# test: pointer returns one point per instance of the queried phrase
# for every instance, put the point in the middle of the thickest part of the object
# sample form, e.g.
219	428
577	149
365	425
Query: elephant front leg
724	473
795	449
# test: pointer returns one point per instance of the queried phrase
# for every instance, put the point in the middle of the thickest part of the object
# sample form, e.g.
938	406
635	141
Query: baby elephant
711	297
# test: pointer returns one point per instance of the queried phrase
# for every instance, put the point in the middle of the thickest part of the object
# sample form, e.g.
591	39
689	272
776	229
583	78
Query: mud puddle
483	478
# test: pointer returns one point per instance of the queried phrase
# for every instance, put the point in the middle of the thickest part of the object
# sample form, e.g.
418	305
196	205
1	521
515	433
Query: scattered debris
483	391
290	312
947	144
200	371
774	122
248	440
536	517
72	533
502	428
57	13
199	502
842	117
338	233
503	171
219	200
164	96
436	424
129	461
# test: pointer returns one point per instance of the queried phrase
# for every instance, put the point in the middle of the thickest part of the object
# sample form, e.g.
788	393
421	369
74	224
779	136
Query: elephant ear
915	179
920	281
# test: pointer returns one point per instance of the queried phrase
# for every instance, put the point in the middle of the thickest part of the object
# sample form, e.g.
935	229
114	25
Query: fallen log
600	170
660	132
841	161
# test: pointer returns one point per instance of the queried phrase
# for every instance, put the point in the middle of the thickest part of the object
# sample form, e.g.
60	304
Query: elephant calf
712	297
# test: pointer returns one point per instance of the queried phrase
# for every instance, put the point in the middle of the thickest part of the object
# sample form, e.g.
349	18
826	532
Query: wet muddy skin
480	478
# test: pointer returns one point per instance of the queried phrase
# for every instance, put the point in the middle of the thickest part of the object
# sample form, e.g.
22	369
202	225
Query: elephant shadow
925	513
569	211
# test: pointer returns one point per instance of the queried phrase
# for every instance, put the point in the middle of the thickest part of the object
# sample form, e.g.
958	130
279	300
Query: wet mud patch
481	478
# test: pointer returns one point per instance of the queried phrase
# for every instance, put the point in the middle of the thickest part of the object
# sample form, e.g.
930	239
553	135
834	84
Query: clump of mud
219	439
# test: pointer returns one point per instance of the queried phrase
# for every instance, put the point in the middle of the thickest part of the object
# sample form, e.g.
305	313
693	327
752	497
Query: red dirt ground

============

What you should do. The records above must each be restated exactly as they stand.

Expected answer.
# test: pointer returns one point per instance of the queried phrase
# for every instance, put the point in the middle of the thickest part of the object
# sample form, e.g.
219	428
577	149
365	425
Query: elephant front leg
724	473
795	449
# test: pointer returns one point per instance of the queried phrase
# for every instance, put the point in the middle of the thickest part of the object
# sample form, e.g.
938	406
635	141
Query: baby elephant
711	297
# test: pointer returns one point per instance of the queried phrase
# for every instance, put the point in the middle of the thickest part of the object
# sample form, e.g.
591	39
689	272
776	229
583	78
Query: mud puddle
483	478
# test: pointer returns one point per instance of the queried phrase
# for every instance, put the point in the middle of the thickest part of the object
# sample form, e.g.
418	305
196	205
1	521
515	433
Query: scattered debris
483	391
290	312
947	144
200	371
774	122
248	440
536	517
72	533
502	428
57	13
199	502
842	117
338	233
503	171
219	200
164	96
436	424
129	461
# test: pointer returns one point per instance of the queried phrase
# for every instance, put the point in the middle of the thickest part of the object
# sample form, e.g.
788	393
421	369
74	224
779	136
Query: elephant ear
915	179
920	281
# test: pointer returns one point per instance of the queried phrase
# for every instance, put the point in the middle of the thickest part of the object
# sample form, e.g.
935	229
114	25
Query: fallen log
600	170
660	132
841	161
# test: pointer returns one point per instance of the queried phrase
# for every instance, put the point in the middle of the thickest part of the object
# sample form, e.g.
60	304
Query: elephant calf
712	297
# test: pointer returns one point per instance of the queried phrase
# for every instance, put the point in the middle of the thickest part of the object
# sample form, e.g.
349	18
826	532
Query: wet muddy skin
480	478
# test: pointer returns one point per instance of the queried phrase
# for every instance, put the point in the middle of the thickest part of the object
# sample form, e.g.
22	369
202	225
Query: elephant shadow
925	513
569	211
# test: pointer returns one point per instance of the queried phrase
# for every instance, put the point in the middle of the thickest part of the object
# sample form, e.g.
958	130
279	300
Query: wet mud patch
481	478
# test: pointer returns one point per instance of the queried phrase
# for every instance, put the point in the middle of the thickest part of the object
# sample form, e.g.
930	239
553	135
834	84
Query: clump of mud
219	439
# test: pointer returns one point per instance of the queried phrase
# for every instance, put the point in the middle of the thickest part of the object
# sample form, e.g.
305	313
693	327
752	497
Query: red dirt ground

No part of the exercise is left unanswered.